# [PROVIDED RECORDS]
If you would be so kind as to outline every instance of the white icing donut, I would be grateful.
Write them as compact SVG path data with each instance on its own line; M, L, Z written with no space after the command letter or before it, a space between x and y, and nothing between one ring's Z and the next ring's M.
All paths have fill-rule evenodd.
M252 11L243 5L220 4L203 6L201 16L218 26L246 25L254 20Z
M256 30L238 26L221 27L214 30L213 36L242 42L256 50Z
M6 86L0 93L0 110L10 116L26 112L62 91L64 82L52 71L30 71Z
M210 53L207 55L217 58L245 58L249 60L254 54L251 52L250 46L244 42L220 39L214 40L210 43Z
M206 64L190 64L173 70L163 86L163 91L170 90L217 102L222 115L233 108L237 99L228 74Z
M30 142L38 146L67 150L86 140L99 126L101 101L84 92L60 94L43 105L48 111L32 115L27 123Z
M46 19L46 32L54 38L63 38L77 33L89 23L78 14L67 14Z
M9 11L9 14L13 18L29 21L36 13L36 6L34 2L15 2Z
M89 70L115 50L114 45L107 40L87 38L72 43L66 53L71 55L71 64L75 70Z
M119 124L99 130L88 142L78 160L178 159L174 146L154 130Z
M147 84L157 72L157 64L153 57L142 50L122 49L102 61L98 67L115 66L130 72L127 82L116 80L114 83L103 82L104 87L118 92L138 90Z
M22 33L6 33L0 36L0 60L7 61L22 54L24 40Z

# [TASK GOAL]
Reproduce every line of the records above word for word, changing nothing.

# [ANSWER]
If you would be so kind as to outline every instance of the white icing donut, I would be grateful.
Write them as compact SVG path data with each instance on its own line; M, L, Z written with no space after the command letter or before it, a space between x and y, and nothing between one ring's Z and the next ring's M.
All paths have fill-rule evenodd.
M252 11L243 5L220 4L203 6L201 16L218 26L246 25L254 20Z
M256 30L238 26L221 27L214 30L213 36L242 42L256 50Z
M6 86L0 93L0 110L10 116L26 112L62 91L64 82L52 71L30 71Z
M210 53L207 55L217 58L245 58L249 60L254 54L251 52L250 46L244 42L220 39L214 40L210 43Z
M206 64L190 64L173 70L163 86L163 91L170 90L217 102L222 115L233 108L237 99L228 74Z
M30 142L38 146L67 150L86 140L99 126L101 101L84 92L60 94L43 105L48 111L32 115L27 123Z
M46 19L46 32L54 38L63 38L77 33L89 23L78 14L67 14Z
M9 11L9 14L13 18L29 21L36 13L36 6L34 2L15 2Z
M89 70L115 50L114 45L107 40L87 38L72 43L66 53L71 55L71 64L75 70Z
M119 124L99 130L88 142L78 160L178 159L174 146L154 130Z
M147 84L157 72L157 64L153 57L142 50L122 49L102 61L98 67L115 66L130 72L127 82L116 80L114 83L103 82L104 87L118 92L138 90Z
M22 33L6 33L0 36L0 60L7 61L22 54L24 40Z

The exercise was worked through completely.